▶ [EXERCISE DESCRIPTION] Copy the records. Keep every line exactly as it is.

[Collected data entries]
Start of Block

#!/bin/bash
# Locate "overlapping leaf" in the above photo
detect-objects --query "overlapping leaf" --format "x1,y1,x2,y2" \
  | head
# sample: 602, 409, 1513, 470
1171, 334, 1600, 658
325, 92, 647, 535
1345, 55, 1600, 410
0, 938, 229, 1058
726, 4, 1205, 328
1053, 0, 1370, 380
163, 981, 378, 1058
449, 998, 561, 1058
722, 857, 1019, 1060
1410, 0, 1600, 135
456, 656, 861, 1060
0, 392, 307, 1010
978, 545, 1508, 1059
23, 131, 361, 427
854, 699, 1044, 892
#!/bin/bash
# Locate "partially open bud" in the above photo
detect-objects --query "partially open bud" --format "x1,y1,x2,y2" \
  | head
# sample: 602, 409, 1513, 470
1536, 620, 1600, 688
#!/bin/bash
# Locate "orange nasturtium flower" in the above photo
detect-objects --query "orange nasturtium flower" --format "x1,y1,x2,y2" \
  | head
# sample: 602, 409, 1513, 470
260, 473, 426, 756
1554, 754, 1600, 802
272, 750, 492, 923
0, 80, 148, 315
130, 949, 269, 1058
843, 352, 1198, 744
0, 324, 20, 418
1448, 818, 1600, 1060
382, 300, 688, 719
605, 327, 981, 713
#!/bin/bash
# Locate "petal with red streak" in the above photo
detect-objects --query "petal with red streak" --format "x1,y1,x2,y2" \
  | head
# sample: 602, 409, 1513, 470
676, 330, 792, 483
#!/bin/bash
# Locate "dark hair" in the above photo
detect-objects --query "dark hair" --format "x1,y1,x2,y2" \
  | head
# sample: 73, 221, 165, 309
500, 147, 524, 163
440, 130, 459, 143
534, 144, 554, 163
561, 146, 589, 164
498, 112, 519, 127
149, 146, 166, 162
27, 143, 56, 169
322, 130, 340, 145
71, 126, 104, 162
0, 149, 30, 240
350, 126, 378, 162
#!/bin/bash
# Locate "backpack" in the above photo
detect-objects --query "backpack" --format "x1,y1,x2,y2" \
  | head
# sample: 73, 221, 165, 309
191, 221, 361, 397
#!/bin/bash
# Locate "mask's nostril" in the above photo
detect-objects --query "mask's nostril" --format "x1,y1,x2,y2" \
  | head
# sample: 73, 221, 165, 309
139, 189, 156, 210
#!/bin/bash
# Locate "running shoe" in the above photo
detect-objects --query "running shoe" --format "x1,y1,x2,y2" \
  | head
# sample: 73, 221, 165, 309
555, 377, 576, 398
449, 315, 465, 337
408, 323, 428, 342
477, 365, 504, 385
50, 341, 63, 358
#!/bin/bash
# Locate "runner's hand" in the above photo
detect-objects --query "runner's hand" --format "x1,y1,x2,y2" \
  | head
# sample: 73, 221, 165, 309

End of Block

▶ [ANSWER TO THE PROBLEM]
#!/bin/bash
# Locate "overlapping leaf" in the above photo
detect-objects --query "overlapping leaf" --format "x1,y1,x2,y2" \
  | head
# sample: 602, 409, 1513, 470
1171, 334, 1600, 658
325, 92, 647, 535
1345, 55, 1600, 410
0, 938, 229, 1058
726, 4, 1205, 328
1053, 0, 1370, 380
163, 981, 378, 1058
449, 998, 561, 1058
722, 857, 1019, 1060
1410, 0, 1600, 135
456, 656, 861, 1060
0, 392, 307, 1010
978, 545, 1508, 1059
23, 131, 361, 427
854, 699, 1044, 892
#!/bin/bash
# Locate "partially open bud" in the above photo
detect-objects --query "partially open bud" --format "x1,y1,x2,y2" \
  | head
# sample: 602, 409, 1513, 470
1536, 620, 1600, 688
#!/bin/bash
# Locate "orange nasturtium flower" in the above photo
detect-objects --query "orange nasturtium flower" --format "x1,y1,x2,y2" \
  | head
# sample: 602, 409, 1513, 470
260, 473, 426, 756
1554, 754, 1600, 802
272, 750, 492, 923
0, 80, 148, 315
130, 949, 269, 1058
843, 352, 1198, 744
0, 324, 20, 418
1448, 818, 1600, 1060
382, 300, 688, 719
605, 327, 981, 713
#!/bin/bash
# Locate "petal with red streak" in the above photo
detect-objects --query "petal with red streak" --format "x1,y1,x2,y2" \
  | head
# sample: 602, 409, 1513, 470
676, 330, 792, 483
#!/bin/bash
# Locate "dark hair" in the above photo
detect-objects --query "dark hair" --format "x1,y1,x2,y2" \
  | head
# sample: 73, 221, 165, 309
500, 147, 524, 163
440, 130, 459, 143
534, 144, 554, 163
561, 146, 589, 164
498, 112, 519, 127
149, 146, 166, 162
27, 143, 56, 169
322, 130, 340, 145
71, 126, 104, 162
0, 149, 30, 240
350, 126, 378, 162
#!/bin/bash
# Locate "backpack" in the above photo
detect-objects --query "backpack" --format "x1,y1,x2,y2" \
  | head
# sample: 73, 221, 165, 309
191, 221, 361, 397
#!/bin/bash
# Locate "mask's nostril" in the above photo
detect-objects --query "mask's nostril" --format "x1,y1,x2,y2" \
  | head
# sample: 73, 221, 165, 309
139, 189, 156, 210
#!/bin/bash
# Locate "running shoe" in the above photo
detect-objects --query "running shoe" --format "x1,y1,x2,y2" \
  | head
# sample: 73, 221, 165, 309
555, 377, 576, 398
449, 315, 465, 337
408, 323, 428, 342
477, 365, 504, 385
50, 341, 63, 358
#!/bin/bash
# Locate "runner's hand" in the above photo
detect-objects --query "runner's hand" --format "x1,y1,x2,y2" \
  | head
# sample: 73, 221, 165, 309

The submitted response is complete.